TO DO: Your task is to reproduce, exactly and only, the lines running from the line containing "Target: building window" to the end of the data below, both included.

INPUT RECORDS:
..........

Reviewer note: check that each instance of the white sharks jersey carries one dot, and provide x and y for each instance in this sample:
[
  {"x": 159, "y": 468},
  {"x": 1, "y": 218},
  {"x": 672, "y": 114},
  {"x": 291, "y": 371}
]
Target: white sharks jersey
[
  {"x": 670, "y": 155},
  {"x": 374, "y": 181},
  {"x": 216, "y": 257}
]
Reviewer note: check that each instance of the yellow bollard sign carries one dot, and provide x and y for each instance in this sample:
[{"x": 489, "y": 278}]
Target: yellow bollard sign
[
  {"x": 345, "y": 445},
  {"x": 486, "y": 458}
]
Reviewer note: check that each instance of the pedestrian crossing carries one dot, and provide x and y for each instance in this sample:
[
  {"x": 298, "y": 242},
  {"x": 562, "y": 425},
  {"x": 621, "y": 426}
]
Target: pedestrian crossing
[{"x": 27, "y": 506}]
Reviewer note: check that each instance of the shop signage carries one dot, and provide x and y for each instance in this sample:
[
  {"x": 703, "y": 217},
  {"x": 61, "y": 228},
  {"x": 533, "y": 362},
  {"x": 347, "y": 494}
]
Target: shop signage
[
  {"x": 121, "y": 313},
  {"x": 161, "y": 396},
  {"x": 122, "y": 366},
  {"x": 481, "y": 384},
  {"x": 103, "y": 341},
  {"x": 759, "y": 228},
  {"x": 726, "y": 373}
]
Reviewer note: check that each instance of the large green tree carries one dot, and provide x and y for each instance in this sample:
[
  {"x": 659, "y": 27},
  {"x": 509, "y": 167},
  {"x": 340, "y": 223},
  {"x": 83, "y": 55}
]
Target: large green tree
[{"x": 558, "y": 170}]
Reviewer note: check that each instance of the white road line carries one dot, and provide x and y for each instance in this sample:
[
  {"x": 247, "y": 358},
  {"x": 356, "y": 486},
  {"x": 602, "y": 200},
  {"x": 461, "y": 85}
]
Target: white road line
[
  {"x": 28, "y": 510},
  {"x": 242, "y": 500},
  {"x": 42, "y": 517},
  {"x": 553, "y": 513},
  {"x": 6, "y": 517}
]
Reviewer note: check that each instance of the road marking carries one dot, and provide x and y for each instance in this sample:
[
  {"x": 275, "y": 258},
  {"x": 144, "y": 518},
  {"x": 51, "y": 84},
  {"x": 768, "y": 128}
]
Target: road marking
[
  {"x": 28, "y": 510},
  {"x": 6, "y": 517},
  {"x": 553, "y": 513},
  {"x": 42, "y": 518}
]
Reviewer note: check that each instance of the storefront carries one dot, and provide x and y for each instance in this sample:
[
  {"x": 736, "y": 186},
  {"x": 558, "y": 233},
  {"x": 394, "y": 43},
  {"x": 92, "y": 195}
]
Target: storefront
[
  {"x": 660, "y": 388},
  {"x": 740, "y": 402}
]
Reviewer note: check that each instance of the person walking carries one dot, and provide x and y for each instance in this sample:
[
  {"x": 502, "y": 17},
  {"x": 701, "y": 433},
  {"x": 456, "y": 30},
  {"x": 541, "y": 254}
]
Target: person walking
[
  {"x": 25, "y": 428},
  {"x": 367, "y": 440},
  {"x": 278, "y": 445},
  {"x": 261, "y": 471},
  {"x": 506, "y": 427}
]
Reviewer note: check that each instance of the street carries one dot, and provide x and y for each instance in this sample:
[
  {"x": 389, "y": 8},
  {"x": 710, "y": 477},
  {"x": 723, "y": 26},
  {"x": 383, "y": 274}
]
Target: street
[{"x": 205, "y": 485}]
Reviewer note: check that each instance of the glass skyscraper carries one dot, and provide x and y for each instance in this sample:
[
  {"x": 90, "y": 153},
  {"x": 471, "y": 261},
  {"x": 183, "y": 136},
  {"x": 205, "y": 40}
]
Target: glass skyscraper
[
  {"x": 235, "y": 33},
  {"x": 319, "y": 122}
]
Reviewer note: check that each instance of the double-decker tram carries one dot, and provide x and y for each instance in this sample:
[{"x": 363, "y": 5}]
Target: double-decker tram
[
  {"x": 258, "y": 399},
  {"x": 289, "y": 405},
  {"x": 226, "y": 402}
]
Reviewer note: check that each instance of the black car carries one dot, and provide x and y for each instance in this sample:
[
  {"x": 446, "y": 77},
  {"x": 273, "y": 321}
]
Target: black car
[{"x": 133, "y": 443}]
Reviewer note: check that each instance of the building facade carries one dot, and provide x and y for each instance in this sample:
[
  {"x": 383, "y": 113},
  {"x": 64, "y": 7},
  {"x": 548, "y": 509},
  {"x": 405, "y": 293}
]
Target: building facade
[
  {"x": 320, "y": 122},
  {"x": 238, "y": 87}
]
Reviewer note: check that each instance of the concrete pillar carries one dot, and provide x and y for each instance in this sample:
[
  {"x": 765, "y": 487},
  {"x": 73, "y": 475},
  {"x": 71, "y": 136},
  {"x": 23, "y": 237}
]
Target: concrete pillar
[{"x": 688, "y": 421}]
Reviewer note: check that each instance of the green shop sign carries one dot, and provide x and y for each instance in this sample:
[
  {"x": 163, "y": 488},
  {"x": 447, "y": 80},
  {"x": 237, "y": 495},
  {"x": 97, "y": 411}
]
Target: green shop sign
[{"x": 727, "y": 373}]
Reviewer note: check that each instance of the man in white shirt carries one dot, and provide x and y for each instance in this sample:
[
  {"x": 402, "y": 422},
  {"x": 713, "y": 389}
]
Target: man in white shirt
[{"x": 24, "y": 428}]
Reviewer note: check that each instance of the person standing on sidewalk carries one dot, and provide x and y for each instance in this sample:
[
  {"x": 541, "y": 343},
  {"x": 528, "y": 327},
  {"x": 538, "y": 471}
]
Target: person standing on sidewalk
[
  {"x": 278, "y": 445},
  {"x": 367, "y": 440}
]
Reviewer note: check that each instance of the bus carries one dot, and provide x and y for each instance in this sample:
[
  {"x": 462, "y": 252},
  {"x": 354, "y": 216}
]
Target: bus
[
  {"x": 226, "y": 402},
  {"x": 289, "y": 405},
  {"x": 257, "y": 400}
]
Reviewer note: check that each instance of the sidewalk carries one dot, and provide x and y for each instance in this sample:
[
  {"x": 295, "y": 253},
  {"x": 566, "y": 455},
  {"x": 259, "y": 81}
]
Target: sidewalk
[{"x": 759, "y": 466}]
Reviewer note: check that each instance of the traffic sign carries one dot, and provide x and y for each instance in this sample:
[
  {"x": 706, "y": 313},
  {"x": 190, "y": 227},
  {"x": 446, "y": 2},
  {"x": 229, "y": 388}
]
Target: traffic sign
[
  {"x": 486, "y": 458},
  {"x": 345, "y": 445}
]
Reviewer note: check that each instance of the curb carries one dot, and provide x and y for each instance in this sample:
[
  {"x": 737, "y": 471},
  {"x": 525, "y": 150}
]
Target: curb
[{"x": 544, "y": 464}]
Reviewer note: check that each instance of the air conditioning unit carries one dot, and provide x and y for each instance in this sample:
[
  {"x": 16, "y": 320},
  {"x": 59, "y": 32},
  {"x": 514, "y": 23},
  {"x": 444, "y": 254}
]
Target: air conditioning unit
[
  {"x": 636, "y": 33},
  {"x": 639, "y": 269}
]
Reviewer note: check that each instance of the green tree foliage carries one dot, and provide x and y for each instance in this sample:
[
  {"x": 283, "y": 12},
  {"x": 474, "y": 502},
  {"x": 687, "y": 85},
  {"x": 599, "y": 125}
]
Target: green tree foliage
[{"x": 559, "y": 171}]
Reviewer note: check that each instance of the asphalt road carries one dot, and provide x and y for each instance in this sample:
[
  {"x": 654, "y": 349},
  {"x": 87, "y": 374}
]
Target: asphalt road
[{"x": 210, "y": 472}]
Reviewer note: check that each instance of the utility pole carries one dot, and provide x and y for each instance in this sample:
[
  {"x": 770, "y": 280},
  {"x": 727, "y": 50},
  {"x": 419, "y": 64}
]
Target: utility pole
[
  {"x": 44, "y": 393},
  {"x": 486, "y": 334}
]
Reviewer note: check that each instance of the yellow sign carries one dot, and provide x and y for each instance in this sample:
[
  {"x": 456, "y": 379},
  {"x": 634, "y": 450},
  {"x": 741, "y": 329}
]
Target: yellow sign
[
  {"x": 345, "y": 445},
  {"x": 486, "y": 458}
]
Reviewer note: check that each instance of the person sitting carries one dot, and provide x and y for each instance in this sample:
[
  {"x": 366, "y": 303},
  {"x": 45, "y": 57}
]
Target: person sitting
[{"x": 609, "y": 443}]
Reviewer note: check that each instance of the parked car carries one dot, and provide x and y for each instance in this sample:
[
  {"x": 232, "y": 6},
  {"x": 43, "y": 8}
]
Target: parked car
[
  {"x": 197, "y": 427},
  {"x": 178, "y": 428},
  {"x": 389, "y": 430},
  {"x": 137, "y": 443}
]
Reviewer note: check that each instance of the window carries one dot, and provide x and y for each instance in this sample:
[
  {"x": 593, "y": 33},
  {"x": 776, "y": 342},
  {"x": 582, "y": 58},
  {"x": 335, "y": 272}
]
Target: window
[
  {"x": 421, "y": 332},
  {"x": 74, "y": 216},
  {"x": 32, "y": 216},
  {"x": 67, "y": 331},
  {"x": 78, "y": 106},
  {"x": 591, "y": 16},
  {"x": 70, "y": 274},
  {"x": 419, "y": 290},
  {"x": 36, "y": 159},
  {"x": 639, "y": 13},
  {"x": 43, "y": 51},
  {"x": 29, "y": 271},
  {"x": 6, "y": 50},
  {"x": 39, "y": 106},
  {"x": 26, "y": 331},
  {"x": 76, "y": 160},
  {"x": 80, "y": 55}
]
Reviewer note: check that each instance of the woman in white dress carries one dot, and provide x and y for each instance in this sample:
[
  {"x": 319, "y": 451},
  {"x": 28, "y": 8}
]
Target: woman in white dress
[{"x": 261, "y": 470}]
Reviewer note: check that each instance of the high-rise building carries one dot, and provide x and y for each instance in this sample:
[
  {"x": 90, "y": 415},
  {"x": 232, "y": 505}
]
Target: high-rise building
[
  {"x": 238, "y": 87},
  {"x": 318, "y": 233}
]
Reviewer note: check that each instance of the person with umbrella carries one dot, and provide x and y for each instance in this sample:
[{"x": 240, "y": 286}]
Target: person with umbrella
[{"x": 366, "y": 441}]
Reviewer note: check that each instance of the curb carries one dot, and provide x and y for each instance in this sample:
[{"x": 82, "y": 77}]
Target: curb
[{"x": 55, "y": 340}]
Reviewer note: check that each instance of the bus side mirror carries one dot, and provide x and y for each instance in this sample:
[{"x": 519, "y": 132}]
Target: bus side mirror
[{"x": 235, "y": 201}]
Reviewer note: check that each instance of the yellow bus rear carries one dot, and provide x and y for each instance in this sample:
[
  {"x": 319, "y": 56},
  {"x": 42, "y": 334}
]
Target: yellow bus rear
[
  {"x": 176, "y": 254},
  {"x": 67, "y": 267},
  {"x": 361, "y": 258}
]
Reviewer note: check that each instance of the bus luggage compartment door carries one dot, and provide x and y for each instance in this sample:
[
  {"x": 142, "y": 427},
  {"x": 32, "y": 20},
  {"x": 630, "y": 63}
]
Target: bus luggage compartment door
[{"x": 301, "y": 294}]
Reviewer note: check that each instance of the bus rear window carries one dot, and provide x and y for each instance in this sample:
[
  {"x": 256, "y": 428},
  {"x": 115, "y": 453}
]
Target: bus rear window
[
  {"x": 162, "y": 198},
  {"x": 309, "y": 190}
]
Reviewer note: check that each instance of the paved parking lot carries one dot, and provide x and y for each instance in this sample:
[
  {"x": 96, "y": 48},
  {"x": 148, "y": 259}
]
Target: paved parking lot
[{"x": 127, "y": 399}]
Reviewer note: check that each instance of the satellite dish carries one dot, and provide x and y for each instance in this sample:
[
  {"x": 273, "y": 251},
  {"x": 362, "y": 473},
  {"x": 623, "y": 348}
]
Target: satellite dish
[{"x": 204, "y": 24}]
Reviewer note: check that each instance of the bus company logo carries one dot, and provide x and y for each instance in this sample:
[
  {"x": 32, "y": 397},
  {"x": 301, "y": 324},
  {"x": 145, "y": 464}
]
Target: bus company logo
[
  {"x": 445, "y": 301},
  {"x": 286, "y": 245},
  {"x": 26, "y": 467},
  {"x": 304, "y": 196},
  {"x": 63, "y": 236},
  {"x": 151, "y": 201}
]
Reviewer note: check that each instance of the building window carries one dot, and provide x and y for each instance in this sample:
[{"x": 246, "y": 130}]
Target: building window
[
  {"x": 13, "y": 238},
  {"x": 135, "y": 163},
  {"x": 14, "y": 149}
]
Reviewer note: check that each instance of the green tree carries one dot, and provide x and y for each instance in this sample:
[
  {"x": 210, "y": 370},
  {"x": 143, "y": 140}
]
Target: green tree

..........

RESULT FOR THIS EXERCISE:
Target: building window
[
  {"x": 13, "y": 238},
  {"x": 135, "y": 163},
  {"x": 14, "y": 149}
]
Reviewer note: check that each instance of the green tree carries one dot, and provide x and y for each instance in this sample:
[
  {"x": 210, "y": 370},
  {"x": 143, "y": 140}
]
Target: green tree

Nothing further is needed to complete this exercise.